**Text excerpt**
-------

## Twitter account classification

We're gonna try to guess someone's political views based on their tweets, more specifically on the hashtags and urls they use.

To do so, we extracted tweets from US representatives of democrat and republican parties. For each tweet, we have the list of hashtags and urls. In a first step, we will process these tweets.

The second step will be to transform text features into a representation encoding that the machine can understand. We will use TF-IDF encoding here (term frequency inverse document frequency).

And finally, we're gonna use Support Vector Machine (SVM) to categorise our data.

You will see that these steps can be enough to get very good categorization performances on a real-world dataset.

In [1]:
import json
import csv
import pandas as pd
from collections import Counter
import seaborn as sns
import matplotlib.pyplot as plt
from sklearn.feature_extraction.text import TfidfVectorizer

## 1. Load the data and preprocess

Loading the dataset using with `with open(...` (see the [doc](https://www.pythonforbeginners.com/files/reading-and-writing-files-in-python)).

Create a variable called `tweets_raw` as an empty list. You will then iterate on the line of the text documents and add the data we want.

-------

**Written tasks**
(A) In the Twitter account classification text, why is the second step a conversion of the text features to TF-IDF? Answer in one to three sentences.
(B) According to the Twitter account classification text, which method categorizes the data?
(C) Carry on with the Twitter account classification text from its last sentence.

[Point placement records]
-------

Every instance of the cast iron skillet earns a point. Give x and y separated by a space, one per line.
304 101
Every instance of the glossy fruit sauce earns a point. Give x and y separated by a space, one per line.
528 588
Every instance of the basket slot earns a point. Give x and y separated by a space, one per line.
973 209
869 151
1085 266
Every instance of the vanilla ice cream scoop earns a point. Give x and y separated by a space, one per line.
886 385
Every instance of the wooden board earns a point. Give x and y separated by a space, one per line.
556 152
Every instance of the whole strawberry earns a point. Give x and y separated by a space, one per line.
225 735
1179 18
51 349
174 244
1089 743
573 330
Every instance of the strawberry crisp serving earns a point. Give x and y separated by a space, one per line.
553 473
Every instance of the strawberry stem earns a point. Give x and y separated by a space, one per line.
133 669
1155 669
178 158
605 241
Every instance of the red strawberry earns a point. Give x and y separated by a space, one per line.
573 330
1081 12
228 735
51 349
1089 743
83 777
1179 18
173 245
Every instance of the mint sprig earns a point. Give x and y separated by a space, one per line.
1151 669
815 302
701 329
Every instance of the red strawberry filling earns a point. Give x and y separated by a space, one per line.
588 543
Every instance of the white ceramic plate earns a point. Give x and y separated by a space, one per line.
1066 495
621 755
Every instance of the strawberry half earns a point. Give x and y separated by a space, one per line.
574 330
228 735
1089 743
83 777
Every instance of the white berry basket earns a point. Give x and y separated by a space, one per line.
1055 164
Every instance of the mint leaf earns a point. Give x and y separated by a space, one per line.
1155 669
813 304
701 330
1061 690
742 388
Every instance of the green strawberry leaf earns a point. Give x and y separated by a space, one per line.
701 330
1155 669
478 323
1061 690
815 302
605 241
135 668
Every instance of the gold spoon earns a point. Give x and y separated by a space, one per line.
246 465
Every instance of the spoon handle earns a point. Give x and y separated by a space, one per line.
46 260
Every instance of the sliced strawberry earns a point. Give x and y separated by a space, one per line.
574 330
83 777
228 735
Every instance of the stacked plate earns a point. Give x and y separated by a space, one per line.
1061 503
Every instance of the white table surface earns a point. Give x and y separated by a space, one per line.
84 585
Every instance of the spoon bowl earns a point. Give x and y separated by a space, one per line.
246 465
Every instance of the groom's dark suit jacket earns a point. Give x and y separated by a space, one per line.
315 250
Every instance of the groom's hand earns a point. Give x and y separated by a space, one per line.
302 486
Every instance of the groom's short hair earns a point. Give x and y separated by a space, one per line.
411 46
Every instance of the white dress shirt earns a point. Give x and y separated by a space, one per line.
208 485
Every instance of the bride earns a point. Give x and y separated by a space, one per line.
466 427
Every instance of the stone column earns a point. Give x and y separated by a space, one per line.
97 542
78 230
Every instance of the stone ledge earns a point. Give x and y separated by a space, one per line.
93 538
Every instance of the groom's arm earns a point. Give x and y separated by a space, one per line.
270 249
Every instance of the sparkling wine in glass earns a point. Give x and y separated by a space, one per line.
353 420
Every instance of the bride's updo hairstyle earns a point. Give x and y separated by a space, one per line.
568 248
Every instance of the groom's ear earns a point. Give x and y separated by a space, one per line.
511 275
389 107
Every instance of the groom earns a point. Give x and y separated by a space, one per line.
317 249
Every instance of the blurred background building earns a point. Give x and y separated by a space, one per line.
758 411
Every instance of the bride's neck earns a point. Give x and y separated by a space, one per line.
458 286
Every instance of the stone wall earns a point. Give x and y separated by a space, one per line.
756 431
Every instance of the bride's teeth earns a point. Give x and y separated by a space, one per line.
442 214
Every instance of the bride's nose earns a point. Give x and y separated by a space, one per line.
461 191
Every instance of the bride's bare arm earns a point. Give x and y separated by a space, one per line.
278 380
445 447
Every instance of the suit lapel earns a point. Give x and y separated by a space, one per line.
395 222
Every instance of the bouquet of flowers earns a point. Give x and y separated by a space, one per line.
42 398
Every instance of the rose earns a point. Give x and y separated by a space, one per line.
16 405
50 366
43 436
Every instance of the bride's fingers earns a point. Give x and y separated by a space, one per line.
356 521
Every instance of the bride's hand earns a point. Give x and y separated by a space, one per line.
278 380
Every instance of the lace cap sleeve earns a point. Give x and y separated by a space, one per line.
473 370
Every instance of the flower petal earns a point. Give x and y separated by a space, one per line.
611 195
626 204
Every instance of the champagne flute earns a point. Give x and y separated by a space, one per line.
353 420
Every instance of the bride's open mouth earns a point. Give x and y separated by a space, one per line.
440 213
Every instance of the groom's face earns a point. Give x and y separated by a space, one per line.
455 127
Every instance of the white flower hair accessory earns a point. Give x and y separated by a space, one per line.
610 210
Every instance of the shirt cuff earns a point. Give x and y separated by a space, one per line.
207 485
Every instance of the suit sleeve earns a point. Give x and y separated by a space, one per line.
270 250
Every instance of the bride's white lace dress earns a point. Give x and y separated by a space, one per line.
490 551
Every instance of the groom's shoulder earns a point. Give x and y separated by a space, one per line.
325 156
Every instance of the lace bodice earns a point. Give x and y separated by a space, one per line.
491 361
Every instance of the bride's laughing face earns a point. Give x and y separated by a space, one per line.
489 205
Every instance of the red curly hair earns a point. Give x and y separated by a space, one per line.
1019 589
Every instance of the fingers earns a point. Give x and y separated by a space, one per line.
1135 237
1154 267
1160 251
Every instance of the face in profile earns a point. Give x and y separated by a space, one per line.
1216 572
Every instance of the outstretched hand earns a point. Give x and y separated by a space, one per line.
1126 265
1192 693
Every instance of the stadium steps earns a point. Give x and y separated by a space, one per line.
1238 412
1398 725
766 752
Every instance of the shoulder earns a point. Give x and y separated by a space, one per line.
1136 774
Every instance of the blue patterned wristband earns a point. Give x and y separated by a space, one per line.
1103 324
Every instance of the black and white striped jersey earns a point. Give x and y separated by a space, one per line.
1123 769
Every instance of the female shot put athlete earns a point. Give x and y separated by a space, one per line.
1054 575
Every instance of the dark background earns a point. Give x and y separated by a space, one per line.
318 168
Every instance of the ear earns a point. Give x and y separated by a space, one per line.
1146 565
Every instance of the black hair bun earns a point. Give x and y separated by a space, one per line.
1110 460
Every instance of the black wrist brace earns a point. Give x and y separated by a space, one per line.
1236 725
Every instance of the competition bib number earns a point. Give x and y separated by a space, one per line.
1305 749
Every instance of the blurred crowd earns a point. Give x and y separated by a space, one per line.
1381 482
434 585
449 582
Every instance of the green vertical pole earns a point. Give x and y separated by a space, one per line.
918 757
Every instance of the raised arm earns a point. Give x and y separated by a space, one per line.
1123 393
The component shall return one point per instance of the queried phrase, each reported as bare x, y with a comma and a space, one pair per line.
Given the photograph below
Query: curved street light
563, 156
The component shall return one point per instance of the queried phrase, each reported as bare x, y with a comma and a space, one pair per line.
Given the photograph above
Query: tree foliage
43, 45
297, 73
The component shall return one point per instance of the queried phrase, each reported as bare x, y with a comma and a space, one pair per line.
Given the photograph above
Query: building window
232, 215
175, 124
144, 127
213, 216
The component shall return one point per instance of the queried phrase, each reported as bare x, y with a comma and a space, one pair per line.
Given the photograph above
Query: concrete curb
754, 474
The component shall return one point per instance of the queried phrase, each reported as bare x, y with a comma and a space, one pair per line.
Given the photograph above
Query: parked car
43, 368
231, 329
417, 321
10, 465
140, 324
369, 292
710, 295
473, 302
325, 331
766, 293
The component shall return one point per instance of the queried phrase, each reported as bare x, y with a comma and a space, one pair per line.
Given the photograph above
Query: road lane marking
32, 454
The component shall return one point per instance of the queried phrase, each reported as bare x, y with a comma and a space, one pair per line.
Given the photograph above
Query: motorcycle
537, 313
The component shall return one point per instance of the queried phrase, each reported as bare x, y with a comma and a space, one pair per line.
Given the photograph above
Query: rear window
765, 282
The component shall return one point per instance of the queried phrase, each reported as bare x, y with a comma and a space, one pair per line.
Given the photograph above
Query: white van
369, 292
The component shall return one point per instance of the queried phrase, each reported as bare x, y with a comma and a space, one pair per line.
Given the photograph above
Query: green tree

-------

**Exercise results**
(A) The text features have to be turned into a representation encoding that the machine can understand. TF-IDF (term frequency inverse document frequency) is the encoding chosen for that purpose.

(B) Support Vector Machine (SVM).

(C)
You have to create two successive for loop: one for the democrat file and one other for the republican file. Here is what you could do in these for loop:

- When the file is open, iterate on each lines
- Decode this line using `json.loads(line)`
- For each line, create a list containing the label (0 for democrat or 1 for republican), the value from the field `account` in the decoded line and the value from the field `hashtags` in the decoded line.

In [2]:
# Your code here


To check that you have the right format, here are the few lines you should have in `tweets_raw`:

`[[0, 'RepDarrenSoto', ['DQAwards']],
 [0, 'RepDarrenSoto', ['FlashbackFriday']],
 [0, 'RepDarrenSoto', []],
 [0, 'RepDarrenSoto', ['Dreamers']],
 [0, 'RepDarrenSoto', []],
 [0, 'RepDarrenSoto', []],`
 
 In addition, the length of `tweets_raw` should be 244503.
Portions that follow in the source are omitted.